Is there anything Michael Xufu Huang cannot do? At just 26, the Chinese art collector has co-founded not one but two art museums in Beijing. The second private non-profit, X Museum — the “X” is taken from his Chinese name — oƒ cially opened in late May, after initial plans to open during Gallery Weekend Beijing in March were scuppered as the country worked to control the spread of the coronavirus.
While other institutions scrambled for ways to keep audiences engaged during lockdown, X Museum, though forced to delay its physical opening, launched an interactive virtual space the same day it was meant to stage its grand opening. Housed on the museum’s website, a portal created by artist Pete Jiadong Qiang gamified the user experience, where sections — be it a virtual tour of the museum or artist bios — could be navigated by arrow keys and toggles, as surprise elements popped up on screen.
“That’s actually something we’d been planning since the beginning,” says Huang. “The site is part of the new norm that we’re hoping to create. I didn’t want it to be flat — that would be a normal way of consuming information. We wanted to create something interactive, like a game, that could give information to others but not replace the experience of the physical space.”

**DATA FOR ANALYSIS:**
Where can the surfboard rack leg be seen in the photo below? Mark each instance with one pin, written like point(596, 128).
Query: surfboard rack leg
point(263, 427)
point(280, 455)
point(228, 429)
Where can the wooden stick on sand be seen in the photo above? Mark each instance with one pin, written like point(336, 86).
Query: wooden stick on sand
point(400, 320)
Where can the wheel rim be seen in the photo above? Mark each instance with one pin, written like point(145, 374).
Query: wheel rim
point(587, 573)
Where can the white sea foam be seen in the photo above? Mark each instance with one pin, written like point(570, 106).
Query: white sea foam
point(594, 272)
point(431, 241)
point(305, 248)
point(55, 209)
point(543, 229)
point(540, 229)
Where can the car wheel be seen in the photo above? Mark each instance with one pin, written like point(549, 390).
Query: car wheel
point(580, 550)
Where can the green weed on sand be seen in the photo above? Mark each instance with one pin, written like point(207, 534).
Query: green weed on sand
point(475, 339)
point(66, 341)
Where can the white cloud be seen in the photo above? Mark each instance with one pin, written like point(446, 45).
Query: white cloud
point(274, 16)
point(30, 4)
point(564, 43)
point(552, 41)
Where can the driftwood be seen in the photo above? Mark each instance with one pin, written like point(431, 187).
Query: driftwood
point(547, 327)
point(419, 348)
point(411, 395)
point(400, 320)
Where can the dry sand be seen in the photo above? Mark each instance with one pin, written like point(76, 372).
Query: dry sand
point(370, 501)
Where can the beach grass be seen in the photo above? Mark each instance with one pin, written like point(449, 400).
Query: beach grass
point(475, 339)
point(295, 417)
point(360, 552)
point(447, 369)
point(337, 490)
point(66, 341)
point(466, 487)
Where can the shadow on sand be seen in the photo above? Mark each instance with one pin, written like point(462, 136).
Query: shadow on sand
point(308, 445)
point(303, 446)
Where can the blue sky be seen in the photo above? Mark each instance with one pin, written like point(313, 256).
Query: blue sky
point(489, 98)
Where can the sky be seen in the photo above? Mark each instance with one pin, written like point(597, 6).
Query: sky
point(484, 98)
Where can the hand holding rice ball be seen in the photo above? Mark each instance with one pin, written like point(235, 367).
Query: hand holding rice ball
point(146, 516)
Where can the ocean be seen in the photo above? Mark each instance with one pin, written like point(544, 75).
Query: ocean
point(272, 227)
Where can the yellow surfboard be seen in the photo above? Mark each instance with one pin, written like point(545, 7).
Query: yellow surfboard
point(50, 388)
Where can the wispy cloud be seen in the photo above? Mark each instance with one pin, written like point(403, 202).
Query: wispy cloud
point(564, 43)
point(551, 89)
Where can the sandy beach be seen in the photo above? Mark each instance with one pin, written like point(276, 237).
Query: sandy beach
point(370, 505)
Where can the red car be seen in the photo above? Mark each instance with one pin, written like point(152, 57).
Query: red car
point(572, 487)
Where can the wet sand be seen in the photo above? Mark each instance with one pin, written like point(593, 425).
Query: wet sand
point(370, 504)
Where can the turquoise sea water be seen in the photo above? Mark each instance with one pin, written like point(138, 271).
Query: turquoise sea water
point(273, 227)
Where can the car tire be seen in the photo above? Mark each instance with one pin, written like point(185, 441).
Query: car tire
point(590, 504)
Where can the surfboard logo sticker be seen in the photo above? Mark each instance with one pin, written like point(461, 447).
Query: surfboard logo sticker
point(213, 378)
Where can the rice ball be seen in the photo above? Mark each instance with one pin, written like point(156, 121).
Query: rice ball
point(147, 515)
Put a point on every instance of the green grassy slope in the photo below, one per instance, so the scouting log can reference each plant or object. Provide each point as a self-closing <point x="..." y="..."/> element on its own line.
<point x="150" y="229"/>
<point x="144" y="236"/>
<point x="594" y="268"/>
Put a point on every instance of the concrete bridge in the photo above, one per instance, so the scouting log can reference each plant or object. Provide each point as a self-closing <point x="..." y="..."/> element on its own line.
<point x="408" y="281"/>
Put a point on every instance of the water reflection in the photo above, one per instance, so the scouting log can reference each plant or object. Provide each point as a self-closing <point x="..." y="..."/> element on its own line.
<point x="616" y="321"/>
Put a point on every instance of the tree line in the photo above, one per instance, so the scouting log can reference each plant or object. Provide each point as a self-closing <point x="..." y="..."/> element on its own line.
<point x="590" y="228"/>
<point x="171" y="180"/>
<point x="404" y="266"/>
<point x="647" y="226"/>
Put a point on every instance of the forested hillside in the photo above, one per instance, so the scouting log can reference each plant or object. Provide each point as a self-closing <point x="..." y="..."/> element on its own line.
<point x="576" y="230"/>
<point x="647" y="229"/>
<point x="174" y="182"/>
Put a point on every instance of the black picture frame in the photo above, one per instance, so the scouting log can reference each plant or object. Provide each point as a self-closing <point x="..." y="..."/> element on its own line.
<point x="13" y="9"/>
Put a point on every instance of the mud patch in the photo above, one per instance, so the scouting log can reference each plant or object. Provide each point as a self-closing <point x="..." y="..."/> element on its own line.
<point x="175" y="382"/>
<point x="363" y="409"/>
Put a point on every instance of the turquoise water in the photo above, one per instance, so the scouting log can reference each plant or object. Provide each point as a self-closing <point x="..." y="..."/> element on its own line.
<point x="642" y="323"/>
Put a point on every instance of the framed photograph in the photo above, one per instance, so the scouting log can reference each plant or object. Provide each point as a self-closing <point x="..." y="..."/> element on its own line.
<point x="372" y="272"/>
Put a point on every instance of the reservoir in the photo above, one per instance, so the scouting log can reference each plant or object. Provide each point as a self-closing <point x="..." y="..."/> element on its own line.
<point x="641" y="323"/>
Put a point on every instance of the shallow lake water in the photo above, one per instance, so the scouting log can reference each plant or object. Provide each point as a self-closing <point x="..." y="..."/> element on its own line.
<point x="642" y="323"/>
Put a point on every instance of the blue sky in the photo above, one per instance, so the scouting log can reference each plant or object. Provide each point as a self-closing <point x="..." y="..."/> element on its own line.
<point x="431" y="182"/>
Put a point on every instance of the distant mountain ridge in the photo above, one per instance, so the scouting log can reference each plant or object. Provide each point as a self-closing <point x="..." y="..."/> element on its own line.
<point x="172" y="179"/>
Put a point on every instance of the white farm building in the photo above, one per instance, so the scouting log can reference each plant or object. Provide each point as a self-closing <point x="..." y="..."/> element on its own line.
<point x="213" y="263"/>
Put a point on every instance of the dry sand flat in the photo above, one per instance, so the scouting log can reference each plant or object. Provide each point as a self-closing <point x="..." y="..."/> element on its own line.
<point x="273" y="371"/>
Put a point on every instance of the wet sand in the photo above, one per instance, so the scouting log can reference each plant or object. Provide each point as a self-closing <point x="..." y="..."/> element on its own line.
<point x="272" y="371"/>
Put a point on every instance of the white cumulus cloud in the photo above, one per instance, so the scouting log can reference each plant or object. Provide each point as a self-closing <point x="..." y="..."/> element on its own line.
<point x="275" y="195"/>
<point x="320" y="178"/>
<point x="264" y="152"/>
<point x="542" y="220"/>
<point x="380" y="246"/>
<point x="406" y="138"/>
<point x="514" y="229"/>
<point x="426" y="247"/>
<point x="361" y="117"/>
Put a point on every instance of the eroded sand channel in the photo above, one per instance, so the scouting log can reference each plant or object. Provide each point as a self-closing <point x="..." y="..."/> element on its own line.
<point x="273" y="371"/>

**REQUIRED TASKS:**
**1)** According to the X Museum article, who created the portal on the museum's website?
**2)** Decide whether each statement agrees with the X Museum article. Answer yes or no for each, and quote the deciding words from the article. (a) Huang has co-founded two art museums in Beijing. (b) X Museum opened during Gallery Weekend Beijing in March. (c) Sections of the museum's website could be navigated by arrow keys and toggles.
**3)** Reproduce word for word the part of the X Museum article between "Is there anything" and "up on screen.", inclusive.
The items play no part in this work.

**SOLUTIONS TO THE PROBLEMS:**
**1)** Pete Jiadong Qiang

**2)**
(a) Yes: "has co-founded not one but two art museums in Beijing"
(b) No: "after initial plans to open during Gallery Weekend Beijing in March were scuppered"
(c) Yes: "could be navigated by arrow keys and toggles"

**3)**
Is there anything Michael Xufu Huang cannot do? At just 26, the Chinese art collector has co-founded not one but two art museums in Beijing. The second private non-profit, X Museum — the “X” is taken from his Chinese name — oƒ cially opened in late May, after initial plans to open during Gallery Weekend Beijing in March were scuppered as the country worked to control the spread of the coronavirus.
While other institutions scrambled for ways to keep audiences engaged during lockdown, X Museum, though forced to delay its physical opening, launched an interactive virtual space the same day it was meant to stage its grand opening. Housed on the museum’s website, a portal created by artist Pete Jiadong Qiang gamified the user experience, where sections — be it a virtual tour of the museum or artist bios — could be navigated by arrow keys and toggles, as surprise elements popped up on screen.